**WHAT YOU HAVE TO DO**. Read through the data and report every line in which the word "concrete" occurs.

== Segment start ==

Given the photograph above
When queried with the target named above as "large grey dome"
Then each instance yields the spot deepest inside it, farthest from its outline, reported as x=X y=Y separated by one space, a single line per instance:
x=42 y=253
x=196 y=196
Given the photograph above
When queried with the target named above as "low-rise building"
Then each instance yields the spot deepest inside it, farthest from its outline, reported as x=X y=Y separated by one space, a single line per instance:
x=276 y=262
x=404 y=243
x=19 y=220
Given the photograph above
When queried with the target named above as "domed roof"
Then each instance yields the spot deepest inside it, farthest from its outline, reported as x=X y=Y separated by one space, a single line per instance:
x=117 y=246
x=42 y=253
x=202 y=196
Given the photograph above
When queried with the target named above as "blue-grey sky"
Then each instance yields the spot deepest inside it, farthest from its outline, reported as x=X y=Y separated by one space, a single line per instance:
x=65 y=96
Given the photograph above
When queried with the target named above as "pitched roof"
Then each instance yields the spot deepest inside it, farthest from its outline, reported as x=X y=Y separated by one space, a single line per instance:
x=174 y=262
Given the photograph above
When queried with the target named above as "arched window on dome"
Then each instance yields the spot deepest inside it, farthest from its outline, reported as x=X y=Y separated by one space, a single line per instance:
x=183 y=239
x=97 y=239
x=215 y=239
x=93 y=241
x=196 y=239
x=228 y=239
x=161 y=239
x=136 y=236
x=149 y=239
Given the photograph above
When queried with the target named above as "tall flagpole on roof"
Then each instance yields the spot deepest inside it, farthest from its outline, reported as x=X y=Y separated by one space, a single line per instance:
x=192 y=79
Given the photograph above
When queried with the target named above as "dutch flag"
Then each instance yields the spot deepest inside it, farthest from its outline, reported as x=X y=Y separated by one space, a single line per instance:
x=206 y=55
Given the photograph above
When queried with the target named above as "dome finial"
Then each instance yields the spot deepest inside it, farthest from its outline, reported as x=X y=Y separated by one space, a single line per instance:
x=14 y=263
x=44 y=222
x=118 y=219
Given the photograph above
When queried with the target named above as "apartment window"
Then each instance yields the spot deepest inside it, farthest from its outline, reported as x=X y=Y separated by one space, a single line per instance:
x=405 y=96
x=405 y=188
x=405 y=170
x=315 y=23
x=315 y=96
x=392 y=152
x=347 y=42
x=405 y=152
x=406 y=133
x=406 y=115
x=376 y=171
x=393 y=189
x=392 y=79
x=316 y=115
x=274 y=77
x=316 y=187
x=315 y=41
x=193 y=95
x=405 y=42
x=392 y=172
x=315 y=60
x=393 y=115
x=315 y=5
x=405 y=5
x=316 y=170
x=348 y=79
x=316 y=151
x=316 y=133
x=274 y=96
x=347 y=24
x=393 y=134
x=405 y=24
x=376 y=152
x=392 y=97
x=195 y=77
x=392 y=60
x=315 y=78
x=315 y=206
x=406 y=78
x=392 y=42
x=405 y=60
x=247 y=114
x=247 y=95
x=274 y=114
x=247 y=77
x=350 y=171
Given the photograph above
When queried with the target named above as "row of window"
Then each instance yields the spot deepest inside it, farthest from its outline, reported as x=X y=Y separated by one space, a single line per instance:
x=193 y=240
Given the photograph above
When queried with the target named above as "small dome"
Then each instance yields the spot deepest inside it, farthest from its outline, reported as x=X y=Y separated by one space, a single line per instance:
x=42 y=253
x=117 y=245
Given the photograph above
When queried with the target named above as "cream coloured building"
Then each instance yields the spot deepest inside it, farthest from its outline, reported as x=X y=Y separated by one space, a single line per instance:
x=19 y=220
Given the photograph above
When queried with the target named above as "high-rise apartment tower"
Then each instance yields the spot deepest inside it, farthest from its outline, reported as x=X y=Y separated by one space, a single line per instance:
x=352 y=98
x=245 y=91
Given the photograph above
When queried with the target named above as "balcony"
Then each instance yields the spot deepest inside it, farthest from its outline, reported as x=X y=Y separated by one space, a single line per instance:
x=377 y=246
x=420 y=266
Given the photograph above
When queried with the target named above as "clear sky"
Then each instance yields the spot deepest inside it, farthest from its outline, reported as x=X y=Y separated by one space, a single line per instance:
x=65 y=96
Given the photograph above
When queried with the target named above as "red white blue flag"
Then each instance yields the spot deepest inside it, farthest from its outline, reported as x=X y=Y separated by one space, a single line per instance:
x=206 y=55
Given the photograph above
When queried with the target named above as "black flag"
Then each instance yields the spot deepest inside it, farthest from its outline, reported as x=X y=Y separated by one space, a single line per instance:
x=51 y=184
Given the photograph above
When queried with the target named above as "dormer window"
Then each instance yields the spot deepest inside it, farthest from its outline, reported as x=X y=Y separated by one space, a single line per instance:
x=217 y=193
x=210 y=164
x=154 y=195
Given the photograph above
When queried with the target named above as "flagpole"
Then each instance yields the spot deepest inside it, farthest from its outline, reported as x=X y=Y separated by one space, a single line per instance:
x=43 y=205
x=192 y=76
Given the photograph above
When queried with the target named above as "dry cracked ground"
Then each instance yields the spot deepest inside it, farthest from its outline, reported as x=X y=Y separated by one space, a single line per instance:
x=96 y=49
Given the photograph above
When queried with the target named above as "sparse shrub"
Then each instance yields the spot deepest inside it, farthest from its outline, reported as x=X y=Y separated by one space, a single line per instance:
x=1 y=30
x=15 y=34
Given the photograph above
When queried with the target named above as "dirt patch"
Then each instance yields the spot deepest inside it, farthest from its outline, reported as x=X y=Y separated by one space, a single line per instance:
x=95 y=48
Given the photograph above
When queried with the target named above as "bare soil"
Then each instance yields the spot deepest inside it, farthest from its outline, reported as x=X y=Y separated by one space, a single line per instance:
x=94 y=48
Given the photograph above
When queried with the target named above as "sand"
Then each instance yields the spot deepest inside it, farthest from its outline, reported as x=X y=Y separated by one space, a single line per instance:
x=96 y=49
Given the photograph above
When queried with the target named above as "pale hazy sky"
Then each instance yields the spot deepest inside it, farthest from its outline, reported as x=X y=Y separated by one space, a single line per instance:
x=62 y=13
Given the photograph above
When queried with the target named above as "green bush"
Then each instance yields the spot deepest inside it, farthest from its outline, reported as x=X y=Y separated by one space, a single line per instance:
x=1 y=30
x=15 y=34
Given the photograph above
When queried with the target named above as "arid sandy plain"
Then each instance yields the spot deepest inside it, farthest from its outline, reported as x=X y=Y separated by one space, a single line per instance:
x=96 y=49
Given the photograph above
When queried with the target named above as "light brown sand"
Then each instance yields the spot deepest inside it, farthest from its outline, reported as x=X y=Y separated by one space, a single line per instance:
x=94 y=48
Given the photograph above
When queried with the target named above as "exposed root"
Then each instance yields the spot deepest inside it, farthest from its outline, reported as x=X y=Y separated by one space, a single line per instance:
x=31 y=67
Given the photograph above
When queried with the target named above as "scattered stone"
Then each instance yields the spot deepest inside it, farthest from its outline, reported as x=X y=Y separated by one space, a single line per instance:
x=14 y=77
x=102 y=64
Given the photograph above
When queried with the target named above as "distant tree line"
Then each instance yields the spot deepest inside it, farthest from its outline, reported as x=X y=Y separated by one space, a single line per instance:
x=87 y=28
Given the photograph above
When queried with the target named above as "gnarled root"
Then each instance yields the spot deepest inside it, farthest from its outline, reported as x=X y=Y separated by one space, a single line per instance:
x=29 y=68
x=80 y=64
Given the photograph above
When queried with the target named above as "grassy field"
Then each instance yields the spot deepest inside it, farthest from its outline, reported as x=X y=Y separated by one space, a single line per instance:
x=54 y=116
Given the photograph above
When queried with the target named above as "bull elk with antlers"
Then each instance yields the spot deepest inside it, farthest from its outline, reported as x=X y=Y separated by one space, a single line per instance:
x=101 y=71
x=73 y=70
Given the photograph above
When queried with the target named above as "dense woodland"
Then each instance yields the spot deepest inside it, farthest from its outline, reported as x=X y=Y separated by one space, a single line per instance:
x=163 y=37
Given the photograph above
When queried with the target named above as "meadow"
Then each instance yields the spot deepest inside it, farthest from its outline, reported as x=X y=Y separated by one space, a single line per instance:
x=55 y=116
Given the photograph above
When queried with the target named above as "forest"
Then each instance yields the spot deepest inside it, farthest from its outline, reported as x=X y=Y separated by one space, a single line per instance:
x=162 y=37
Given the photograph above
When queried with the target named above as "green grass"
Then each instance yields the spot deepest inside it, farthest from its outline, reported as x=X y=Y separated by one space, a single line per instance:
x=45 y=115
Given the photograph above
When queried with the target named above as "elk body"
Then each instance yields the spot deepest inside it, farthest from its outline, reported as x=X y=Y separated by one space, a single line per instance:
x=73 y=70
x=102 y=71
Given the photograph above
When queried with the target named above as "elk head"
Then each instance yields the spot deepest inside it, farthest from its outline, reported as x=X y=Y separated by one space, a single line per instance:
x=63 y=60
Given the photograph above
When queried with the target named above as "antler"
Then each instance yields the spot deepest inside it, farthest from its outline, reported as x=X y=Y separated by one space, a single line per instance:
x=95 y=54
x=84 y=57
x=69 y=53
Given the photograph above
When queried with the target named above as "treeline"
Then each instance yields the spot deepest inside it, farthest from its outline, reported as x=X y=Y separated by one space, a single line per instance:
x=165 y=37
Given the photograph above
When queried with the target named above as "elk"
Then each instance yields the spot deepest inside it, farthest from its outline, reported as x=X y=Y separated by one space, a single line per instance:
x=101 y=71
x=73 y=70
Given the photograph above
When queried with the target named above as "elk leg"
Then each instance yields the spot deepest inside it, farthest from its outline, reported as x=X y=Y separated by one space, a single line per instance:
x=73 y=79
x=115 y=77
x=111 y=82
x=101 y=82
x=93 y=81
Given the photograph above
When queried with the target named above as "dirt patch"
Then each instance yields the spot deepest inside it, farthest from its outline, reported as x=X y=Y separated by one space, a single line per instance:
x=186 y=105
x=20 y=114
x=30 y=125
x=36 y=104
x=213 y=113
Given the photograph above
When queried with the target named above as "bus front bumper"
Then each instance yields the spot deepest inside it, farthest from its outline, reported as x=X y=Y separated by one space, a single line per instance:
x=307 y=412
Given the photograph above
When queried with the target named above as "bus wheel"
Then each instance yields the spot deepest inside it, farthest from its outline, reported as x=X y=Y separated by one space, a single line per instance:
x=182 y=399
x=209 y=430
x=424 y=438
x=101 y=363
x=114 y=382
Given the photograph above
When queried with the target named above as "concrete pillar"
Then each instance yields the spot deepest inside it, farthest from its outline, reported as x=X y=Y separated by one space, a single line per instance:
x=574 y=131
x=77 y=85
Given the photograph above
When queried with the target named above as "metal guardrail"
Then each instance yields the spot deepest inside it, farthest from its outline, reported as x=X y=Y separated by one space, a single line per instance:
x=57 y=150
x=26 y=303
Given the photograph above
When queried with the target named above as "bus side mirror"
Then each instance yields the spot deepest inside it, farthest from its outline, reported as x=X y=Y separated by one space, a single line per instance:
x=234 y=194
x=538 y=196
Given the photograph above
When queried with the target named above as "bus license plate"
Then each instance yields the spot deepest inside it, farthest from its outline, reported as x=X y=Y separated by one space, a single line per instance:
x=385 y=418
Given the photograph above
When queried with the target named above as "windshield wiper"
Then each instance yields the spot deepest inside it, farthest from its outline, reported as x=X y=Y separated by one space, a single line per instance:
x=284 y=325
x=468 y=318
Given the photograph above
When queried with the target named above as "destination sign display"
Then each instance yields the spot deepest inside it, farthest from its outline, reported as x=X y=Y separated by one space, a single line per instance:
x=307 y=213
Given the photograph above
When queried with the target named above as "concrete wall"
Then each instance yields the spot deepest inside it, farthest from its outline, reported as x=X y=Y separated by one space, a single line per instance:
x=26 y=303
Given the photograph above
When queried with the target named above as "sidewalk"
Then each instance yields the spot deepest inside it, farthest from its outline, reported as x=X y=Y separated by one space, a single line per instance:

== Segment end ==

**RESULT OF THIS TASK**.
When queried with the target named above as "concrete pillar"
When queried with the target named above as "concrete wall"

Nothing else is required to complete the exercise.